Task details
Print the listing in full, keeping every line exactly as it is.

Records to process

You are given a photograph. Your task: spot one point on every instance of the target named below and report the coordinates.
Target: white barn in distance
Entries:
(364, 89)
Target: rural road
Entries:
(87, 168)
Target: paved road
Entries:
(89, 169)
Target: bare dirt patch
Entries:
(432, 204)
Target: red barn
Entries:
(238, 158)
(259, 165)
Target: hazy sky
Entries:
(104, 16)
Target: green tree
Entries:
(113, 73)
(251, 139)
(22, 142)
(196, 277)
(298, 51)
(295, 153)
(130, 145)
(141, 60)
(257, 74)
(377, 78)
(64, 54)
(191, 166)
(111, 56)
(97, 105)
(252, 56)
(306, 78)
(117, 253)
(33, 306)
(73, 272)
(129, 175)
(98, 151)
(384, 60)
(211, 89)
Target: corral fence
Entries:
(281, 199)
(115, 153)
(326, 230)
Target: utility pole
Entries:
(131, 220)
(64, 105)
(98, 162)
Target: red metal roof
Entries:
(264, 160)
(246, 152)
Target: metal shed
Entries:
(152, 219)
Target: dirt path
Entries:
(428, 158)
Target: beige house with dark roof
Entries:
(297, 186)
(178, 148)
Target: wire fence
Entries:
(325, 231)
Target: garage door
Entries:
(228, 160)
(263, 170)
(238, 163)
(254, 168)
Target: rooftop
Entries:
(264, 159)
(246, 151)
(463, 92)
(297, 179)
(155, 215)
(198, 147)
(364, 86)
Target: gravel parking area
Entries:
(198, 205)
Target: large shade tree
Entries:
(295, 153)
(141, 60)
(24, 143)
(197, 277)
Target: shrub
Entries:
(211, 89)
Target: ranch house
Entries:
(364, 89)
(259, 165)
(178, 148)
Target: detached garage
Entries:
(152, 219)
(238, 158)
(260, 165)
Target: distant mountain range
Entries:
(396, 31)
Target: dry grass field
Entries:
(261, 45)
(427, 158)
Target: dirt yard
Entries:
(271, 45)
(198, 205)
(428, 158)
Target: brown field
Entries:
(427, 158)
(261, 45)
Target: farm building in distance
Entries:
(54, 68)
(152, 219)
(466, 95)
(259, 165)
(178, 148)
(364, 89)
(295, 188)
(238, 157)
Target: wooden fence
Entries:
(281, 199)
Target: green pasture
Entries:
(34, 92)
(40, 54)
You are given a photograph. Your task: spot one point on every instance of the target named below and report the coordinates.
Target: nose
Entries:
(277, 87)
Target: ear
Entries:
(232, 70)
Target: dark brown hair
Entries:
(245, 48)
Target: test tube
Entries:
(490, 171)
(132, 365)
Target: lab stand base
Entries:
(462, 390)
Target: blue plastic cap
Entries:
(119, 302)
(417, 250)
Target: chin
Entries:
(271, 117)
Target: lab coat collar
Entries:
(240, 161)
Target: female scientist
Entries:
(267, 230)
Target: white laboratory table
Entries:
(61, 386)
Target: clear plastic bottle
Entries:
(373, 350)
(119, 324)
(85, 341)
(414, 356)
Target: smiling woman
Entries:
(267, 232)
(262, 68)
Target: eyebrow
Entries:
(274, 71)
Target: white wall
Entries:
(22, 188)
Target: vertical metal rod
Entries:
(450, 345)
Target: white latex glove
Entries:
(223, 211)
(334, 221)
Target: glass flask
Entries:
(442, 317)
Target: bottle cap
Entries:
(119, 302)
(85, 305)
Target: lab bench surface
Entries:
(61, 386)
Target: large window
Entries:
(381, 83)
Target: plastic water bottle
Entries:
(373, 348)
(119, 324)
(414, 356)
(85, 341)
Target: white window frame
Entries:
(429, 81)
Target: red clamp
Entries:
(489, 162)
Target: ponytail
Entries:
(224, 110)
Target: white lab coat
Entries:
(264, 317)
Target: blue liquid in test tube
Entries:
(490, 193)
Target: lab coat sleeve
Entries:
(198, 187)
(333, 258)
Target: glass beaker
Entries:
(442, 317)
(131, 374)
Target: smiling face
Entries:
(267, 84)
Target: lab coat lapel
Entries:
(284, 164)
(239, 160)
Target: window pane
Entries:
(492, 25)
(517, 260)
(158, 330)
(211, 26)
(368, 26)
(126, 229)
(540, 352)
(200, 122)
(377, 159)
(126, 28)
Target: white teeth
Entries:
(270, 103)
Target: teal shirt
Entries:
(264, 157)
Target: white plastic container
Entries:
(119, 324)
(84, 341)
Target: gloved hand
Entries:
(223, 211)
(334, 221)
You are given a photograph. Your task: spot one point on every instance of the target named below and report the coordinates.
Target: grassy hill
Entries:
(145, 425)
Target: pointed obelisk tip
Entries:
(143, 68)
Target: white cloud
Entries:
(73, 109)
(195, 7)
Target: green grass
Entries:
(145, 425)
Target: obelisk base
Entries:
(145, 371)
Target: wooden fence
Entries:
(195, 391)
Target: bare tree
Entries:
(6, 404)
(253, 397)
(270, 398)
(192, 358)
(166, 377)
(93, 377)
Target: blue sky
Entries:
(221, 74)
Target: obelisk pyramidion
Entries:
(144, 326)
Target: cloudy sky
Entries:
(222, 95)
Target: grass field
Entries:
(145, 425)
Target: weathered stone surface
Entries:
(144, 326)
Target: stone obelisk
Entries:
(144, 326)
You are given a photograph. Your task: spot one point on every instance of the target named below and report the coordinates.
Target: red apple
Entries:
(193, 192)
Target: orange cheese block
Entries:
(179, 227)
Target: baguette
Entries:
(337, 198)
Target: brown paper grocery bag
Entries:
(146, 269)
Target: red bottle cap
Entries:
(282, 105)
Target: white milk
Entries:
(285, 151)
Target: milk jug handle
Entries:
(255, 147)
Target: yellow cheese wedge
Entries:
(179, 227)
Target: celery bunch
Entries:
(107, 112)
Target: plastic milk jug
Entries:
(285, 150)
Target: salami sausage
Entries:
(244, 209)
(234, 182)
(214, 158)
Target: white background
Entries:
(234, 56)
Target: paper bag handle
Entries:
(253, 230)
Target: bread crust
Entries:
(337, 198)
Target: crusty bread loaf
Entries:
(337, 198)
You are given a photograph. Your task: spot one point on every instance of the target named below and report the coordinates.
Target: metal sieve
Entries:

Response area
You are given a photograph. Your task: spot one point on every instance of the target named below and report the coordinates.
Target: white barn in distance
Entries:
(364, 89)
Target: rural road
Entries:
(87, 168)
Target: paved road
Entries:
(89, 169)
Target: bare dirt patch
Entries:
(432, 204)
Target: red barn
Entries:
(238, 158)
(259, 165)
Target: hazy sky
Entries:
(104, 16)
Target: green tree
Entries:
(113, 73)
(251, 139)
(22, 142)
(196, 277)
(298, 51)
(295, 153)
(130, 145)
(141, 60)
(257, 74)
(377, 78)
(64, 54)
(191, 166)
(111, 56)
(97, 105)
(252, 56)
(306, 78)
(117, 253)
(33, 306)
(73, 272)
(129, 175)
(98, 151)
(384, 60)
(211, 89)
Target: corral fence
Entries:
(281, 199)
(115, 153)
(326, 230)
Target: utility pole
Entries:
(131, 220)
(64, 105)
(98, 162)
Target: red metal roof
Entries:
(264, 160)
(246, 152)
Target: metal shed
Entries:
(152, 219)
Target: dirt path
Entries:
(428, 158)
Target: beige house with dark roof
Entries:
(297, 186)
(178, 148)
Target: wire fence
Entries:
(325, 231)
Target: garage door
Entries:
(228, 160)
(263, 170)
(238, 163)
(254, 168)
Target: rooftop
Entries:
(264, 159)
(246, 151)
(463, 92)
(297, 179)
(155, 215)
(198, 147)
(364, 86)
Target: gravel parking area
Entries:
(198, 205)
Target: large shade tree
Entries:
(295, 153)
(141, 60)
(24, 143)
(197, 277)
Target: shrub
Entries:
(211, 89)
Target: ranch house
Entries:
(364, 89)
(259, 165)
(178, 148)
Target: detached garage
Entries:
(152, 219)
(238, 158)
(260, 165)
Target: distant mountain range
Entries:
(396, 31)
Target: dry grass field
Entries:
(261, 45)
(427, 158)
Target: dirt yard
Entries:
(271, 45)
(198, 205)
(428, 158)
Target: brown field
Entries:
(427, 158)
(261, 45)
Target: farm building in distance
Entries:
(54, 68)
(152, 219)
(466, 95)
(259, 165)
(178, 148)
(364, 89)
(295, 188)
(238, 157)
Target: wooden fence
Entries:
(281, 199)
Target: green pasture
Entries:
(34, 92)
(40, 54)
You are given a photograph. Your task: spot one point on every instance of the target named below and report the coordinates.
Target: nose
Entries:
(277, 87)
Target: ear
Entries:
(232, 70)
Target: dark brown hair
Entries:
(245, 48)
Target: test tube
Entries:
(490, 171)
(132, 365)
Target: lab stand base
Entries:
(462, 390)
Target: blue plastic cap
Entries:
(119, 302)
(417, 250)
Target: chin
Entries:
(271, 117)
Target: lab coat collar
Entries:
(240, 161)
Target: female scientist
Entries:
(267, 230)
Target: white laboratory table
Entries:
(61, 386)
Target: clear plastic bottle
Entries:
(373, 350)
(119, 324)
(85, 341)
(414, 356)
Target: smiling woman
Entries:
(267, 232)
(262, 68)
Target: eyebrow
Entries:
(274, 71)
Target: white wall
Entries:
(22, 188)
Target: vertical metal rod
Entries:
(450, 345)
Target: white latex glove
Entries:
(223, 211)
(334, 221)
Target: glass flask
Entries:
(442, 317)
Target: bottle cap
Entries:
(119, 302)
(85, 305)
Target: lab bench surface
Entries:
(61, 386)
Target: large window
Entries:
(381, 83)
Target: plastic water bottle
Entries:
(373, 348)
(119, 324)
(414, 356)
(85, 341)
Target: white window frame
Entries:
(429, 81)
Target: red clamp
Entries:
(489, 162)
Target: ponytail
Entries:
(224, 110)
Target: white lab coat
Entries:
(264, 317)
Target: blue liquid in test tube
Entries:
(490, 193)
Target: lab coat sleeve
Entries:
(198, 187)
(333, 258)
Target: glass beaker
Entries:
(442, 317)
(131, 374)
Target: smiling face
Entries:
(267, 84)
Target: lab coat lapel
Entries:
(284, 164)
(239, 160)
Target: window pane
Entries:
(492, 25)
(517, 260)
(158, 330)
(211, 26)
(368, 26)
(126, 229)
(540, 352)
(200, 122)
(377, 159)
(126, 28)
Target: white teeth
Entries:
(270, 103)
Target: teal shirt
Entries:
(264, 157)
Target: white plastic container
Entries:
(119, 324)
(84, 341)
Target: gloved hand
Entries:
(223, 211)
(334, 221)
You are given a photograph. Your task: spot one point on every instance of the target named below and report the coordinates.
Target: grassy hill
Entries:
(145, 425)
Target: pointed obelisk tip
Entries:
(143, 68)
Target: white cloud
Entries:
(73, 109)
(195, 7)
Target: green grass
Entries:
(145, 425)
Target: obelisk base
Entries:
(145, 371)
Target: wooden fence
Entries:
(195, 391)
Target: bare tree
Entries:
(6, 404)
(253, 397)
(270, 398)
(192, 358)
(166, 377)
(93, 377)
Target: blue sky
Entries:
(221, 74)
Target: obelisk pyramidion
Entries:
(144, 326)
Target: cloudy sky
Entries:
(222, 95)
Target: grass field
Entries:
(145, 425)
Target: weathered stone surface
Entries:
(144, 326)
Target: stone obelisk
Entries:
(144, 326)
You are given a photograph. Your task: spot one point on every instance of the target named below and report the coordinates.
Target: red apple
Entries:
(193, 192)
Target: orange cheese block
Entries:
(179, 227)
Target: baguette
Entries:
(337, 198)
Target: brown paper grocery bag
Entries:
(146, 269)
Target: red bottle cap
Entries:
(282, 105)
Target: white milk
Entries:
(285, 151)
Target: milk jug handle
Entries:
(255, 147)
Target: yellow cheese wedge
Entries:
(179, 227)
Target: celery bunch
Entries:
(107, 112)
Target: plastic milk jug
Entries:
(285, 150)
Target: salami sausage
Entries:
(244, 209)
(234, 182)
(214, 158)
Target: white background
Entries:
(234, 56)
Target: paper bag handle
Entries:
(253, 230)
Target: bread crust
Entries:
(337, 198)
Target: crusty bread loaf
Entries:
(337, 198)
You are given a photograph. Your task: spot one point on every instance of the target named below and report the coordinates.
Target: metal sieve
Entries:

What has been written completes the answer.